→ WORK TO BE COMPLETED: Format everything from the line containing "Where can you spot the pavilion reflection" down to the end of the rows below as a numbered list, omitting blank lines and leaving out the pictures.

** START RECORDS FOR THIS EXERCISE **

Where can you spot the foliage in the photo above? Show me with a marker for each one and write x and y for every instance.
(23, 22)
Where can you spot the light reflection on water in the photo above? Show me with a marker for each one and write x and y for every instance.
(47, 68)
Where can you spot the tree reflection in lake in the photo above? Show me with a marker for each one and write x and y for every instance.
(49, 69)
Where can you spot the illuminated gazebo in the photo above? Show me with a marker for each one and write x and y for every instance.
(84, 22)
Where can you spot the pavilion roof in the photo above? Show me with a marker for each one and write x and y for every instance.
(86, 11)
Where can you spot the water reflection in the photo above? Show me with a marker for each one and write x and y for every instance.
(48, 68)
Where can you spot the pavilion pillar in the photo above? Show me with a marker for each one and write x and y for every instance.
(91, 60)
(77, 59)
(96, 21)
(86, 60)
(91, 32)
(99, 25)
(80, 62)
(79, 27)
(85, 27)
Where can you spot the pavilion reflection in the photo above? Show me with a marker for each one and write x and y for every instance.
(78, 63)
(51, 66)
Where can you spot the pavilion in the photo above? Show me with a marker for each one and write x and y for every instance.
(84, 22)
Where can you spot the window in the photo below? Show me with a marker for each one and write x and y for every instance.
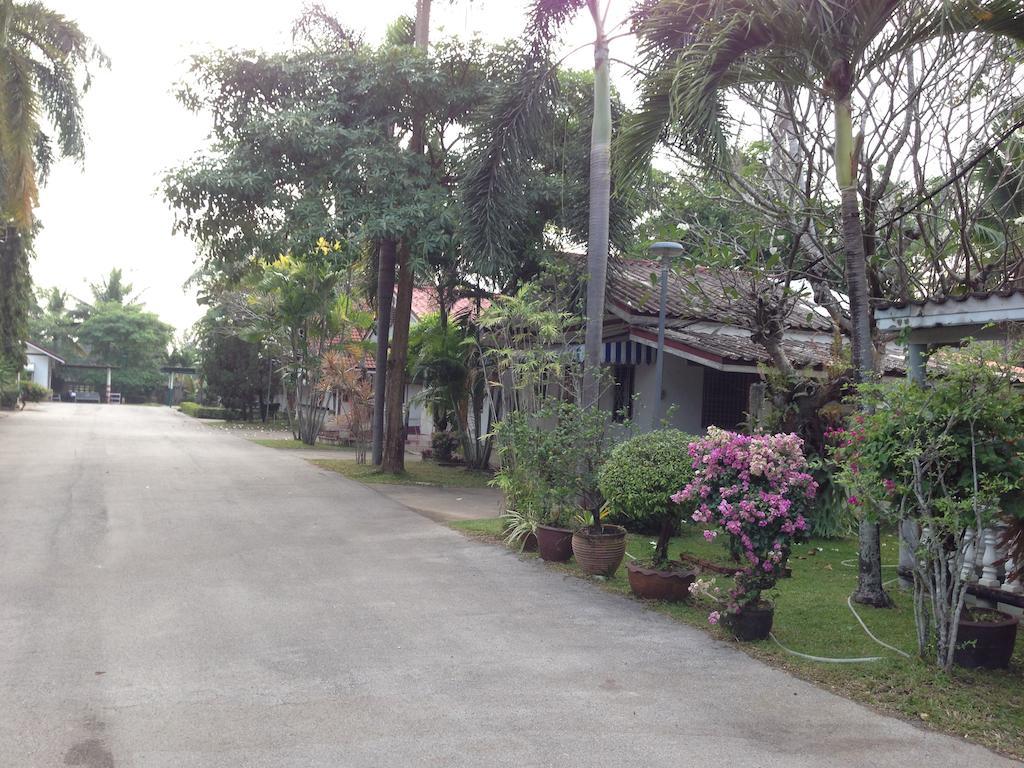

** END RECORDS FOR THIS EXERCISE **

→ FINAL RESULT:
1. Where can you spot the pavilion reflection in the photo above? Show me with a marker for each one and write x and y for every instance.
2. (78, 63)
3. (51, 66)
4. Where can you spot the pavilion in the photo above? Show me with a marker for each one and write x and y for every instance.
5. (84, 22)
6. Where can you spot the window in the photo below? Show me with a marker for each one and write x and y for every instance.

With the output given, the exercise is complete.